Requirement: Please copy out the passage below on the EU CBAM as an instrument of climate leadership, word for word and in full.

Text extract:
5. THE EU CBAM AS AN INSTRUMENT OF CLIMATE LEADERSHIP
The analysis of different simplified models of CBAMs illustrates how CBAMs’ legal design is heavily influenced by their primary purpose. Conversely, CBAMs’ legal design illuminates the type of purposes that they can achieve. The table below gives an overview of the different purposes attached to CBAMs, their underlying assumption and their matching design. In this table, the boxes coloured light grey include all the design choices that correspond to the design of the Commission’s proposal. From this, it appears clearly that the European CBAM is closer to the climate leadership model than to the fair competition model.

Records provided:
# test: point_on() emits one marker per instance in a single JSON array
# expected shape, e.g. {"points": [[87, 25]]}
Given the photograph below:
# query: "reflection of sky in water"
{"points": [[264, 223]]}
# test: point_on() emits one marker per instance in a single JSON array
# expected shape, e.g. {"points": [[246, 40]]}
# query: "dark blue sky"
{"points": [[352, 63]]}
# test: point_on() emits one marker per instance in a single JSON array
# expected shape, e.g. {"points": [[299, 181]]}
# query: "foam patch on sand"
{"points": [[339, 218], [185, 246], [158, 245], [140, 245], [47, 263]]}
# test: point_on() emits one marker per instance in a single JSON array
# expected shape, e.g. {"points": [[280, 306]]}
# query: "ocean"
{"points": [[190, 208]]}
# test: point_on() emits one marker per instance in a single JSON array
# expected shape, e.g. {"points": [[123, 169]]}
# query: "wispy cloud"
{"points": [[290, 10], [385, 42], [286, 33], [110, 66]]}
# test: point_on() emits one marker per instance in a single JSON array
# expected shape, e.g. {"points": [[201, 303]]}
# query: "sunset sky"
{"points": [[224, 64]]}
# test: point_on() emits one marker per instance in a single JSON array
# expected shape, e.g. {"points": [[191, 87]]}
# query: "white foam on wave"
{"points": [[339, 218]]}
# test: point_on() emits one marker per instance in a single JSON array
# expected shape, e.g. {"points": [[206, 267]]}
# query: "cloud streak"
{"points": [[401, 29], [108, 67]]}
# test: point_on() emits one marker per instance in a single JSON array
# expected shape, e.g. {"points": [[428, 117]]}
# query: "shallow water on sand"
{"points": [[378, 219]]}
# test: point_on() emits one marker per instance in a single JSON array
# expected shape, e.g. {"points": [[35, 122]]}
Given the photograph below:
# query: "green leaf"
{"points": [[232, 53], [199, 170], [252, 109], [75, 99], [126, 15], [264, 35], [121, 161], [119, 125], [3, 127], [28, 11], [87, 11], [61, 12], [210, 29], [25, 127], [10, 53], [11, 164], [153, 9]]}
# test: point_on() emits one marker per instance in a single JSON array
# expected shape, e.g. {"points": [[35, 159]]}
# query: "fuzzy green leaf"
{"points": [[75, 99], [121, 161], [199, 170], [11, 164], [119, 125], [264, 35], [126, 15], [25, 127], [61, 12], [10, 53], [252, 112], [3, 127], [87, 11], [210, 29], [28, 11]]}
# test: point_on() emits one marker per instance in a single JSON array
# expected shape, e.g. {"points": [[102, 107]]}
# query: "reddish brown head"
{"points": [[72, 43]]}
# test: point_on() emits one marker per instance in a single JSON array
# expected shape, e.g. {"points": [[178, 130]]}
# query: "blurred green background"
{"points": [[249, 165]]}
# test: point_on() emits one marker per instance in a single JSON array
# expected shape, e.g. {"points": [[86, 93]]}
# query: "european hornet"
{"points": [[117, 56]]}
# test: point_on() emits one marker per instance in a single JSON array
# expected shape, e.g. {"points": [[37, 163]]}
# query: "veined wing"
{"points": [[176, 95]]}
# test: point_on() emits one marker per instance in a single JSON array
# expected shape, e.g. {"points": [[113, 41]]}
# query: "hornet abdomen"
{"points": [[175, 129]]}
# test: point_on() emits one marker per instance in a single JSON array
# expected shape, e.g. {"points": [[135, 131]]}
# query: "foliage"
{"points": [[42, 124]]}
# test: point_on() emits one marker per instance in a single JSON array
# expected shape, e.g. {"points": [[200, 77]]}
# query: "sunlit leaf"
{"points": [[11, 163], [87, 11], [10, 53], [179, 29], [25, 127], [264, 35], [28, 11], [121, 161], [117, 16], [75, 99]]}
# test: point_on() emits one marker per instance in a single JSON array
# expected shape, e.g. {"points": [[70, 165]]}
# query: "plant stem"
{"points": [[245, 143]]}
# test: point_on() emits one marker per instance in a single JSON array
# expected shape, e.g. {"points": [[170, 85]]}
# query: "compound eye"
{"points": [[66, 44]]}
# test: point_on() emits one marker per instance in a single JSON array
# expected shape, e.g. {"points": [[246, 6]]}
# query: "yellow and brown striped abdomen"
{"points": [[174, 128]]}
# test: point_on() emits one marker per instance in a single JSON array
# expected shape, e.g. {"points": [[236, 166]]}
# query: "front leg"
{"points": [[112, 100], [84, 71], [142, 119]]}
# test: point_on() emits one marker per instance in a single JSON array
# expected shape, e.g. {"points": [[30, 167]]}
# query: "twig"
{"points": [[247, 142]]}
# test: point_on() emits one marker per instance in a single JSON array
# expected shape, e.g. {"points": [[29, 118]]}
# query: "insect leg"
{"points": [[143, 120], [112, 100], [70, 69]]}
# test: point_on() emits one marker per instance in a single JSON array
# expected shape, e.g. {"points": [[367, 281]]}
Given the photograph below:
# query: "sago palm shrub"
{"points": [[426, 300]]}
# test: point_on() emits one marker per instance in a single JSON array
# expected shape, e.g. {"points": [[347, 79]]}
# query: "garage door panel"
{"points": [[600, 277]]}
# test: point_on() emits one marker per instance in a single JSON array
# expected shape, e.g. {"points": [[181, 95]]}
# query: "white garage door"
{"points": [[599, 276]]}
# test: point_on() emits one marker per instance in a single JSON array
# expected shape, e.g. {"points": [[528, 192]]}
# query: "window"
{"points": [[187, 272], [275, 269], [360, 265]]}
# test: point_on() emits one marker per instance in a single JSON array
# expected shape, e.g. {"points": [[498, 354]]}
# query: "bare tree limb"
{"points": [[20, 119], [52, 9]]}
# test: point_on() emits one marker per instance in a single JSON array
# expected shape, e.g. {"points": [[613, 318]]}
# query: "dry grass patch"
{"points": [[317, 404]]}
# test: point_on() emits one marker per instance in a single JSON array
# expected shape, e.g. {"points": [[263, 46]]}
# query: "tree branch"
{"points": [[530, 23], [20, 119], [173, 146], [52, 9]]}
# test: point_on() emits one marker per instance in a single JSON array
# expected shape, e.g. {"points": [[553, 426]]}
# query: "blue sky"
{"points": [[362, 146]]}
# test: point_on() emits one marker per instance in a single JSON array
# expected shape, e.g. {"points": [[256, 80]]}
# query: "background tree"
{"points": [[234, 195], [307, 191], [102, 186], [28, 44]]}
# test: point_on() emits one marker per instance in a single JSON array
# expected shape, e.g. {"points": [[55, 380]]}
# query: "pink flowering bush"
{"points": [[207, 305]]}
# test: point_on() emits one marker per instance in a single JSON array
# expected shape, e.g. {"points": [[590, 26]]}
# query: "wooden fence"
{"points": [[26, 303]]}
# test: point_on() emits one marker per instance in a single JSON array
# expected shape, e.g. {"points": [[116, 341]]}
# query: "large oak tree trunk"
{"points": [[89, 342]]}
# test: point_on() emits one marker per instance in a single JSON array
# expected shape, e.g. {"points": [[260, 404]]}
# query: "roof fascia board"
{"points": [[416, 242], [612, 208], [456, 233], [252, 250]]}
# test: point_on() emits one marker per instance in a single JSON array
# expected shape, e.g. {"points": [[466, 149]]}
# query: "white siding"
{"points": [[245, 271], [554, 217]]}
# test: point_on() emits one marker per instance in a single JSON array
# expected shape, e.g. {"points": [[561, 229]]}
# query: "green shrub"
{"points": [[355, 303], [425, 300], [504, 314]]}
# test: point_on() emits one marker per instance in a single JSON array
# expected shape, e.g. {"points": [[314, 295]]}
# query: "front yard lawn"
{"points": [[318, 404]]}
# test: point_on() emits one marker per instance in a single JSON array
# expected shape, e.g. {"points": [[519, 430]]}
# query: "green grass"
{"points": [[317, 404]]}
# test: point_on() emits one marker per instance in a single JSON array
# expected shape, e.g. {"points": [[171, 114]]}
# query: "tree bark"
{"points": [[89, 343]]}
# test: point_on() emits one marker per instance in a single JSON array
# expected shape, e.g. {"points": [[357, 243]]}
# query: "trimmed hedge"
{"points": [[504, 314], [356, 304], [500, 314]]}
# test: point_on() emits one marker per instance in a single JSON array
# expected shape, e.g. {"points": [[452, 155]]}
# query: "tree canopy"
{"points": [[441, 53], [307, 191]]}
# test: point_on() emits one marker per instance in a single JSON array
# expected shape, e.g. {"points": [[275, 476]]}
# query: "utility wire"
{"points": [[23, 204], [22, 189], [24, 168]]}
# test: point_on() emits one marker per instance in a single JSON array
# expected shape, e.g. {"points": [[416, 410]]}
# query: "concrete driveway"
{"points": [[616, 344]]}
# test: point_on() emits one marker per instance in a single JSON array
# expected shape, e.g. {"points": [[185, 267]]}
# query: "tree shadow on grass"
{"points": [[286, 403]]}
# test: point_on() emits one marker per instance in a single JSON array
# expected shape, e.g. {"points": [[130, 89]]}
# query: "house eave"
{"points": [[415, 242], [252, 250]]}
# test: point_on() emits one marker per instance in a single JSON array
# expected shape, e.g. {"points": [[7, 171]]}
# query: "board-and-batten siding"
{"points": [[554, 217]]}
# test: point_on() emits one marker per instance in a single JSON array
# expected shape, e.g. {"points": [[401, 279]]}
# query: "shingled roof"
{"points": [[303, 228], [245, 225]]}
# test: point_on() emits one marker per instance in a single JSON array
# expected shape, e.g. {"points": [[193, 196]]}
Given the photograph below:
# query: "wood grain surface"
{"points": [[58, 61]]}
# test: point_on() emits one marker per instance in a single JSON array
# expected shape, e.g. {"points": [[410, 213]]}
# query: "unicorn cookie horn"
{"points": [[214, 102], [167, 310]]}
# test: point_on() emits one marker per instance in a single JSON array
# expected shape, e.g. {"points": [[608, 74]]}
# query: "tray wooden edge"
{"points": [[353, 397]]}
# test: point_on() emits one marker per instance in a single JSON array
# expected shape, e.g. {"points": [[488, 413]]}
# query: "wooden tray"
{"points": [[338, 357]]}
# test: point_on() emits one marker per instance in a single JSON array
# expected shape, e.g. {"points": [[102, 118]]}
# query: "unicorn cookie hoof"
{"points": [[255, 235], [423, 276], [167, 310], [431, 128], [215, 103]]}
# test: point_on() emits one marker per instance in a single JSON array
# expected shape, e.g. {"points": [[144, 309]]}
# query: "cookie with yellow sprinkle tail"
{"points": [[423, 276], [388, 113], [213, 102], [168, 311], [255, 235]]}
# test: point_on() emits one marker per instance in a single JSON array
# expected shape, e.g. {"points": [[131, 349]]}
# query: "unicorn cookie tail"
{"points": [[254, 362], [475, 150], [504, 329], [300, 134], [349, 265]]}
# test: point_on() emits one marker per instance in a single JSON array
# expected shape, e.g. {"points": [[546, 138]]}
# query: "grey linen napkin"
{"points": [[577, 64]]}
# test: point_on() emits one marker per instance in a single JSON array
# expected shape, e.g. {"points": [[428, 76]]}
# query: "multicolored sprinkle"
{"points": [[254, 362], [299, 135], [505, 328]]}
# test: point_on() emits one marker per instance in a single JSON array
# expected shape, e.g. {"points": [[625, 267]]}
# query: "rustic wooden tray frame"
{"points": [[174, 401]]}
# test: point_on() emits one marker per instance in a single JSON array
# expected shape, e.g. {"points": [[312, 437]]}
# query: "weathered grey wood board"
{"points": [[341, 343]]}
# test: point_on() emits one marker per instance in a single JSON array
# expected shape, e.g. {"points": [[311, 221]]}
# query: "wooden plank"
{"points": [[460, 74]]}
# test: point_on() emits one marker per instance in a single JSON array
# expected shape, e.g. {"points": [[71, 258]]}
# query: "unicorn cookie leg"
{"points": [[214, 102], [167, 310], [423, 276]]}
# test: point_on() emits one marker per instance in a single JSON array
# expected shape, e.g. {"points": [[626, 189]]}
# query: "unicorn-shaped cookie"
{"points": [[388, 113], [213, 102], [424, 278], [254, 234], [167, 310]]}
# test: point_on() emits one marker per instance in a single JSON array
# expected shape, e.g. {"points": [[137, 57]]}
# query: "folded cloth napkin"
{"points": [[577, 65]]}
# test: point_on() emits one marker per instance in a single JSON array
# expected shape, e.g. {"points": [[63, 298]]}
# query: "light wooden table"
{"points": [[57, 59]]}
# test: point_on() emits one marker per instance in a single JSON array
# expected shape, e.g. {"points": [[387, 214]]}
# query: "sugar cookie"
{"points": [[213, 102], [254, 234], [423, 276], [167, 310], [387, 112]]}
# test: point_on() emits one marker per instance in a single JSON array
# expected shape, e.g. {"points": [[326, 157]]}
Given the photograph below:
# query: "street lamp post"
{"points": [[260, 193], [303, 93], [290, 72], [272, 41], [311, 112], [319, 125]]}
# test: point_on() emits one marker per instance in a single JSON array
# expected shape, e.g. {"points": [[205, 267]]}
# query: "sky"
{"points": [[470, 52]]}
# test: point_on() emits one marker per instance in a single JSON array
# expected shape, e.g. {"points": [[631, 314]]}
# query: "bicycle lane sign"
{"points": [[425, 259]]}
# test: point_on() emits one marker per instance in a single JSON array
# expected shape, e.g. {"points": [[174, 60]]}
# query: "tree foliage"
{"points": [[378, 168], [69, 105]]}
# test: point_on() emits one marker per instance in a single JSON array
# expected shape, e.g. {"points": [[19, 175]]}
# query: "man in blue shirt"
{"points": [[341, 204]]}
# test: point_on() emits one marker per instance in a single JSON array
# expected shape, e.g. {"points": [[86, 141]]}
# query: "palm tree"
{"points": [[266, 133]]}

Right answer:
5. THE EU CBAM AS AN INSTRUMENT OF CLIMATE LEADERSHIP
The analysis of different simplified models of CBAMs illustrates how CBAMs’ legal design is heavily influenced by their primary purpose. Conversely, CBAMs’ legal design illuminates the type of purposes that they can achieve. The table below gives an overview of the different purposes attached to CBAMs, their underlying assumption and their matching design. In this table, the boxes coloured light grey include all the design choices that correspond to the design of the Commission’s proposal. From this, it appears clearly that the European CBAM is closer to the climate leadership model than to the fair competition model.